Time to learn some new things!
Some things I had to learn.
You will need to get used to not knowing everything and realizing you are always going to be learning. A huge aspect of my learning curve and being able to lean on others to help. I am a very independent and determined, stubborn person. That has its moments of being great qualities, but it is also difficult for me to ask for help and rely on others when it’s needed.
I was a single mom for 6 years and did it all on my own, help of my family of course, and she had her weekends with her dad. But when she was with me, it was just me. Then I got married and had to learn to bring my husband in on everything. It’s still something that I catch myself doing and need to remind myself that we are on the same team and I need to let him in to help.
What are your strengths?
Where can you grow and learn?
What do you need to let go of guilt and lean on Christ for?
What is something that you need to let go of and let other people in to help?
Lean on your strengths!
Once you can lean on your strengths and trust God without comparing to other moms, you will be able to give yourself grace. You are not perfect, you will never be. Grace is one of the most crucial things you will need.
* * *
● Complete the following:
a) Change "stubborn" to "headstrong" in the passage on leaning on others, and write out its part from "You will need to" to "when it’s needed.".
b) Carry the passage on leaning on others further, picking up after its final sentence.

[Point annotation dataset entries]
* * *
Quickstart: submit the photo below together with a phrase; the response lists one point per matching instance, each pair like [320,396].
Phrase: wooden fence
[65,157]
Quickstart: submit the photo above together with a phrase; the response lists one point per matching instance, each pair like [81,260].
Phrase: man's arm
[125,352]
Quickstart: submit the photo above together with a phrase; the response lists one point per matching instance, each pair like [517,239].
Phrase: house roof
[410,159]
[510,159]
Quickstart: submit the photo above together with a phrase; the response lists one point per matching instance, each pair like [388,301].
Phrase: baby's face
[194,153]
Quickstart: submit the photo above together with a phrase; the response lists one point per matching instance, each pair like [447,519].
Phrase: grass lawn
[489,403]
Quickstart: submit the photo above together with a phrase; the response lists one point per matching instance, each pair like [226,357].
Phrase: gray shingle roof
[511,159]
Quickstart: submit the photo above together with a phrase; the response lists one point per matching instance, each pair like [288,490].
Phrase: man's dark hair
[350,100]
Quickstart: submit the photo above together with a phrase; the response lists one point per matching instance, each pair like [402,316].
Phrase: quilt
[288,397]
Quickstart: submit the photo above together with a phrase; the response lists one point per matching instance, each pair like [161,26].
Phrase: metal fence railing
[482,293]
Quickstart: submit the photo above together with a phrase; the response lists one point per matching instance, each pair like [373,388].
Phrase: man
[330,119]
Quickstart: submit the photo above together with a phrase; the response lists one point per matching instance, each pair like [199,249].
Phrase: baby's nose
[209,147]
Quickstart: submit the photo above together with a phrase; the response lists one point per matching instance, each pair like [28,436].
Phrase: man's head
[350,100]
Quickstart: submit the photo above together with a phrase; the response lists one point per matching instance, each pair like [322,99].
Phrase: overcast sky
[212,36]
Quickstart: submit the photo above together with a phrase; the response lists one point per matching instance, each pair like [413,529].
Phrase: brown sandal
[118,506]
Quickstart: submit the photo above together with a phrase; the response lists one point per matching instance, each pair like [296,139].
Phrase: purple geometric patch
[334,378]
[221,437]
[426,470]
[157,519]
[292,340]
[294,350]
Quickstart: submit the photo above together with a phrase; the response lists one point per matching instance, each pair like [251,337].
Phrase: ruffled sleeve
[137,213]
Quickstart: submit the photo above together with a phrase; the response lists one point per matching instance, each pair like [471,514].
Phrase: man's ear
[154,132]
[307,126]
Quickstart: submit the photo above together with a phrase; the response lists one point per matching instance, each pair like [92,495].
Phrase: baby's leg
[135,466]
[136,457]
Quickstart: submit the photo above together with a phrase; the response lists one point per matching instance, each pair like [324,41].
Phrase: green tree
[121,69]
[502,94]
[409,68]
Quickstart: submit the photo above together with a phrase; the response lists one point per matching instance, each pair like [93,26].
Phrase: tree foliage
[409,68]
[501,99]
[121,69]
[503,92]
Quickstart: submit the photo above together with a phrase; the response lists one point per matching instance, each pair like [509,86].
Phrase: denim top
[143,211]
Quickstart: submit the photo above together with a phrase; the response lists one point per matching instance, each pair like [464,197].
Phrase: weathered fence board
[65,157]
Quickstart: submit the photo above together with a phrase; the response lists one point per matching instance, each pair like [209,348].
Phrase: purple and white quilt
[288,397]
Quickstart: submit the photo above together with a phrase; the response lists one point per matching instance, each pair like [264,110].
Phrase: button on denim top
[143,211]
* * *
● Outputs:
a)
You will need to get used to not knowing everything and realizing you are always going to be learning. A huge aspect of my learning curve and being able to lean on others to help. I am a very independent and determined, headstrong person. That has its moments of being great qualities, but it is also difficult for me to ask for help and rely on others when it’s needed.

b)
Give yourself grace and ask for help. Lean on those around you.
I tell my daughter constantly, she probably is so annoyed with hearing it by now: “Take a breath and let it go”. We need to learn to take life as it comes and realize that we don’t have control over the situation, but we can control our feelings about the situation. We need to be intentional about our reactions and not let our emotions take control.
I know, easier said than done. I am a very emotional person. My daughter got that from me. But the Bible says that emotions and feelings shouldn’t lead our actions. It is ok have them, God put them inside us, but we are to not let them control us.
So when you feel the mom guilt start to rise up, pause and remember the strengths God gave you, Take a breath, let it go and give it up to God. You don’t have to be all the things for everyone in your life, you just need to be you!
Love you Mama!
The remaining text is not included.